REQUIRED TASK
Reproduce word for word the rows below, from the line containing "For this dataset, tag each instance of the path" through the last row, including both ends.
=-=-=-=-=
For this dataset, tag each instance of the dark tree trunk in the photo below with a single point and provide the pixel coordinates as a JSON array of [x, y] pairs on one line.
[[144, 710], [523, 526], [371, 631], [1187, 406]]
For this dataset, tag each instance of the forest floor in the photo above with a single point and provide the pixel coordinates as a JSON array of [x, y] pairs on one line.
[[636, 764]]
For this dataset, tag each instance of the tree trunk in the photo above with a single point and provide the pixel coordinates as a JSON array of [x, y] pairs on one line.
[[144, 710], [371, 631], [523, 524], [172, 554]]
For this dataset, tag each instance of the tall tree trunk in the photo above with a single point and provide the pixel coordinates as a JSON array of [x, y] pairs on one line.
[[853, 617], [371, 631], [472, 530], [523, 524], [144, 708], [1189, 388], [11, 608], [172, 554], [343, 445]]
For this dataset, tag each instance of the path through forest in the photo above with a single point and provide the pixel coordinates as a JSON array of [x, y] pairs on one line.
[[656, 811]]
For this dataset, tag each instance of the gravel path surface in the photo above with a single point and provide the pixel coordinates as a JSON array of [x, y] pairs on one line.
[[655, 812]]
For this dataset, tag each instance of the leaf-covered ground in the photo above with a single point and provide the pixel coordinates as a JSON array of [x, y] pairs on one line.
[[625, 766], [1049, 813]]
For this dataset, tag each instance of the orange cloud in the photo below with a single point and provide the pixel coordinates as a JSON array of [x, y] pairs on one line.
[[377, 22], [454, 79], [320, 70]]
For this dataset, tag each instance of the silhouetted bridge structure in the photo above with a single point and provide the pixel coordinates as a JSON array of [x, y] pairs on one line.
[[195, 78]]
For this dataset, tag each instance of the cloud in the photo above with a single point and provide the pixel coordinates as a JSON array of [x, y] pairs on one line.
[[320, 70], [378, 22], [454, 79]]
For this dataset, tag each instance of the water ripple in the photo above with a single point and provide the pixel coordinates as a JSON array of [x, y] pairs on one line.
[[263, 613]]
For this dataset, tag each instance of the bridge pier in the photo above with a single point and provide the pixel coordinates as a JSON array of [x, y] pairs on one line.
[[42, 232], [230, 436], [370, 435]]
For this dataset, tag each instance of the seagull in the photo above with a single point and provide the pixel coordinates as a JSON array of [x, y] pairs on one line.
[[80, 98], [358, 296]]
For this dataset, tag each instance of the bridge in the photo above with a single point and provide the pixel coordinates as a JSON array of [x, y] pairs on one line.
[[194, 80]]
=-=-=-=-=
OUTPUT FOR THIS TASK
For this dataset, tag each instance of the path through forest in the photo above with a single point and provide the pixel coordinates as a JSON array of [x, y] pairs on one line.
[[656, 811]]
For this dataset, tag each instance of the gravel path surface in the photo above with a single point and provide the pixel coordinates as a JSON array of [x, y] pairs on one line.
[[655, 812]]
For this dataset, tag each instance of the leaf-covered ground in the photo above with a single point and provide the pixel coordinates as a JSON array of [x, y] pairs on one line.
[[625, 766], [1049, 813]]
For this dataset, tag each instance of the orange cloud in the photo below with a single point and provide the pixel coordinates as a JSON array of [x, y] pairs on one line.
[[377, 22], [454, 79], [320, 70]]
For this dataset, tag each instance of the silhouetted bridge structure in the photo above with a single point and provide the pixel coordinates as a JSON array of [x, y] pairs on one line.
[[195, 78]]
For this dataset, tag each instance of the cloud in the photo above with a single point and provide the pixel coordinates as a JSON array of [x, y] pairs on one line.
[[320, 70], [378, 22], [454, 79]]
For this dataset, tag each instance of the water ripple in the photo above with a single point and provide the pixel coordinates as a JSON array of [x, y] pairs on one line.
[[263, 613]]
For this dataset, tag each instance of the bridge pier in the photo above with a single point and provide the pixel coordinates as a JSON array of [x, y] pairs on one line.
[[42, 232], [230, 436], [370, 435]]
For this dataset, tag each instance of the seagull in the photo above with a single point and provide the pixel coordinates as a JSON array of [x, y] pairs on one line.
[[80, 98], [358, 296]]
For this dataset, tag each instance of the bridge in the photo above with a single point and provide the pixel coordinates as a JSON array of [x, y] pairs on one line.
[[194, 80]]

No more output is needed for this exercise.